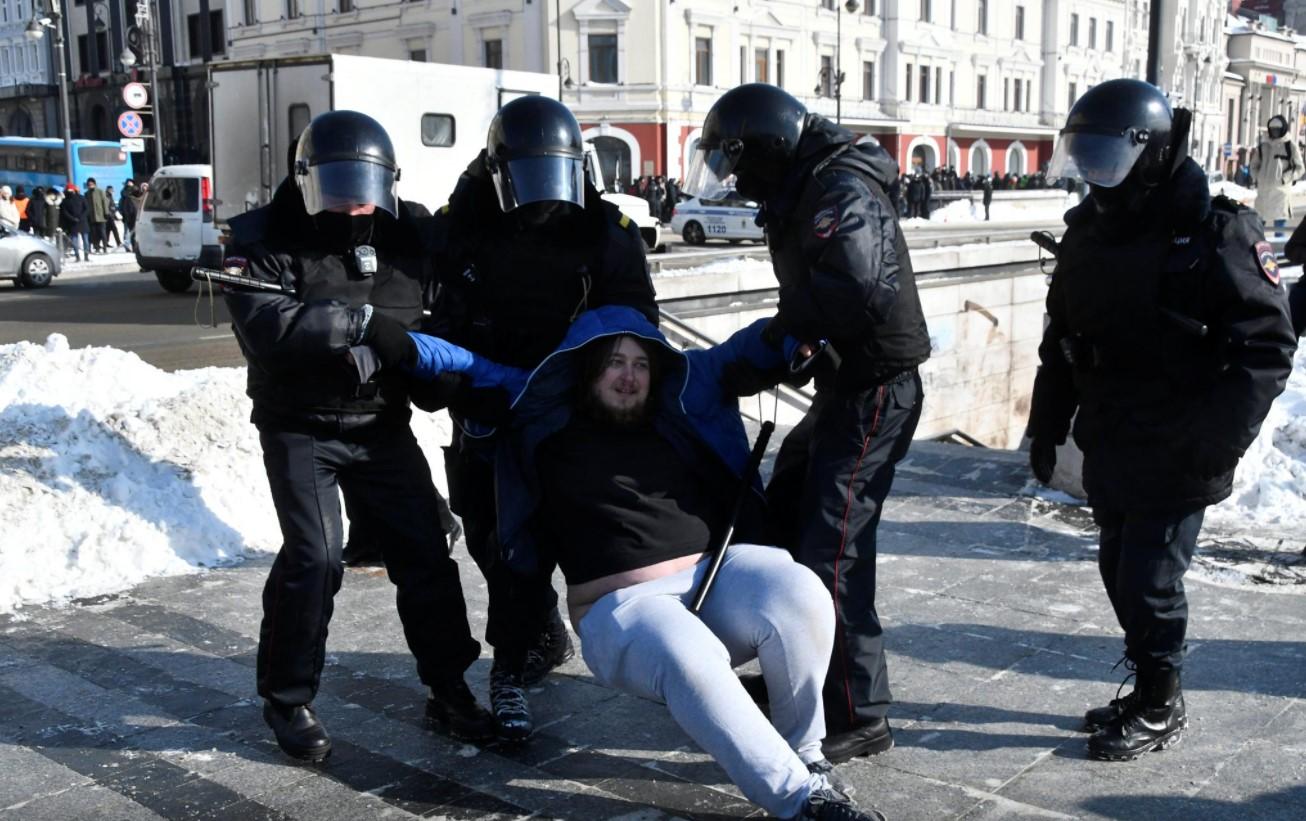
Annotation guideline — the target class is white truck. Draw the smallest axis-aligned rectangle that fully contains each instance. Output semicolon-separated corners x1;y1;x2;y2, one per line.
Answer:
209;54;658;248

◇ ◇ ◇ ◇ ◇ ◇ ◇

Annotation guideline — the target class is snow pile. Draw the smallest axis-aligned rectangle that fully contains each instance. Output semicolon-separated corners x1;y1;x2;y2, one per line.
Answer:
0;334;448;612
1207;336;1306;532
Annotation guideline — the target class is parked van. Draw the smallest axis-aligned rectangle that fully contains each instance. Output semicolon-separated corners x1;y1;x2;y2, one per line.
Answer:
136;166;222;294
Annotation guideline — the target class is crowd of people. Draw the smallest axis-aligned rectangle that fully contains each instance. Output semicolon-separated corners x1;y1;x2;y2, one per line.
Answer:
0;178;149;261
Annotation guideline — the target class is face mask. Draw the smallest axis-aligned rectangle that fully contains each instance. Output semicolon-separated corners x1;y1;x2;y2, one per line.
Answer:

◇ ◇ ◇ ◇ ◇ ◇ ◇

WRITTEN REQUEST —
Reproduce only the lines of data beginning at the line that contains "Annotation guideline — the target class is white" and stopping after the line that contains "209;54;658;248", with "smallest" changed to "tightest" and all else left unchanged.

TASK SOLUTION —
Annotation guideline — the target class is white truck. Draw the tightest axis-aligned rectangle that fully contains each instance. Output semicolon-separated corners x1;y1;x2;y2, one per line.
Answer:
209;54;658;248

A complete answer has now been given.